(Задания)
a - Перепишите фрагмент текста о Третьякове, начиная с «П. М. Третьяков» и заканчивая «все было сложнее.», заменив «мнение» на «представление».
b - Назовите все дороги, на которых, согласно тексту о Третьякове, прервали сообщение.

П. М. Третьяков и Всемирная парижская выставка 1878 года
Существует мнение, что Павел Михайлович Третьяков охотно выдавал свои картины на выставки, в том числе и зарубежные. Тон задал В.В. Стасов: «...когда речь зашла о новой всемирной выставке, он только распахнул двери своей чудесной галереи и позволил им взять, что они захотят». В действительности, конечно, все было сложнее.
Вот что, например, писал сам Третьяков Стасову в 1879 году относительно выдачи работ Верещагина для международной выставки в Европу: «...у нас до границы только 5 раз может пропасть вся коллекция. Вот теперь разом на нескольких дорогах сообщение даже прервали (Смоленская, Рязанская, Козловская), а ведь Василий Васильевич хочет взять 180 номеров, это почти вся коллекция. Но если пропадет, сгорит, расшибется в дороге ... вечный упрек будет разрешившему в случае какого-нибудь несчастья». И хотя сам Верещагин уверял коллекционера в том, что «обязуется взять на себя укладку, свернуть полотна на вальки, . исправить красками же, а не деньгами всякую порчу, если бы. таковая все-таки приключилась», Третьяков был непреклонен: «Картины, в особенности] больших размеров, могут попортиться от укладки, . пропасть в дороге или сгореть. На условия чтобы автор мог во всякое время брать и перевозить свои картины для выставок никто бы никогда не мог согласиться. Какое же право приобретает покупатель? Право хранения? Как бы желательно было показать французам Ваши эти произведения, но к глубокому моему сожалению невозможно исполнить Ваше желание. Такие серьезные капитальные произведения могут желающие приехать смотреть сюда». Уже из этих строк ясно, что Третьяков, чувствуя свою ответственность за сохранность коллекции, неохотно выдавал картины на выставки, но бывали и исключения.
В 1878 году Павел Михайлович - в расцвете своей деятельности по сбору коллекции и устройству галереи. В переписке Третьякова с художниками и деятелями культуры ясно прослеживается история организации русского художественного отдела на Всемирной выставке, открывшейся в том же году в Париже. Если вникнуть в детали захватывающей эпопеи по его подготовке, то становится ясно, что Третьяков, помещенный обстоятельствами в эпицентр событий, действовал не только как коллекционер, выдающий произведения своего собрания напоказ за рубеж, он оказался не только требовательным хранителем, заставившим своих партнеров соблюдать правила упаковки, страхования, транспортировки экспонатов на уровне современных нам норм, но проявил себя также и как художественный эксперт, обсуждающий состав экспозиции и дающий свои предложения по ее улучшению, а также как координатор и своеобразный третейский судья, одинаково уважаемый как комиссией, созданной при Академии художеств, так и Товариществом передвижных художественных выставок.

(Исходные материалы)
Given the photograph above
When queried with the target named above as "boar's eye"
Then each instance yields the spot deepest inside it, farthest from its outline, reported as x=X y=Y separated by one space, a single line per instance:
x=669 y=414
==
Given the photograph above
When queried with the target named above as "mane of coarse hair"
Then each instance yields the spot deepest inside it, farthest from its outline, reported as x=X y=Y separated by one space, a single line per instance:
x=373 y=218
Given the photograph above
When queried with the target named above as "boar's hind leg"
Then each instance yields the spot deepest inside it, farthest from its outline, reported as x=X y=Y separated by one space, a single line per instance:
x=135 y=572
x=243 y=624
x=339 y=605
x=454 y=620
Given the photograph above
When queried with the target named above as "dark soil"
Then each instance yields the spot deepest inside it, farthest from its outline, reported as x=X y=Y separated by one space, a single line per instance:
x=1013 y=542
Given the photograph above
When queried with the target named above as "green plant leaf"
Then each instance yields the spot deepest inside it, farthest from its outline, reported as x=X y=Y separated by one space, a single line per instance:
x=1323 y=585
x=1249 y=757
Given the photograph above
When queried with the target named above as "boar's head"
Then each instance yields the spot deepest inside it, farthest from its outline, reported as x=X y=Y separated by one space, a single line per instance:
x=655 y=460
* * *
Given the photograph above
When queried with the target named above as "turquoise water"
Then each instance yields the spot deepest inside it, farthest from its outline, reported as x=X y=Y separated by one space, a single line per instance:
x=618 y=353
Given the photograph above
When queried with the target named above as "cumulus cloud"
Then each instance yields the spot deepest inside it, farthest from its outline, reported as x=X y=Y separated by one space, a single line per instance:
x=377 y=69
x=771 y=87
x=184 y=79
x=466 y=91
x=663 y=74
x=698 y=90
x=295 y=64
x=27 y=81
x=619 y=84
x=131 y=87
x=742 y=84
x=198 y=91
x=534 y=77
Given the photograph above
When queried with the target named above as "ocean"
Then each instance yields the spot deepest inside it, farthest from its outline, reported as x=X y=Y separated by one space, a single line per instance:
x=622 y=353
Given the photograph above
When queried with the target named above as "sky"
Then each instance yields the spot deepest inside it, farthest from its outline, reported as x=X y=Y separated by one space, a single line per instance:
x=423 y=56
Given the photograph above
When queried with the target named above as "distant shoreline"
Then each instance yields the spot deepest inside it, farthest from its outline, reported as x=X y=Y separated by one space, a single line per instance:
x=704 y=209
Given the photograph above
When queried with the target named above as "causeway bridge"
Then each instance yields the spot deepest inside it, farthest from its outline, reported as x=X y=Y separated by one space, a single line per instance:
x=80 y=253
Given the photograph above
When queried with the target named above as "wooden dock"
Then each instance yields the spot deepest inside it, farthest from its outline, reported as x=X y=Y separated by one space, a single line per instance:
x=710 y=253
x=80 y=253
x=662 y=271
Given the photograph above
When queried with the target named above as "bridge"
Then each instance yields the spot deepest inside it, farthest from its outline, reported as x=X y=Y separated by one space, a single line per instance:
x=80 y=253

(Ответы к заданиям)
a -
П. М. Третьяков и Всемирная парижская выставка 1878 года
Существует представление, что Павел Михайлович Третьяков охотно выдавал свои картины на выставки, в том числе и зарубежные. Тон задал В.В. Стасов: «...когда речь зашла о новой всемирной выставке, он только распахнул двери своей чудесной галереи и позволил им взять, что они захотят». В действительности, конечно, все было сложнее.

b - Смоленская, Рязанская, Козловская.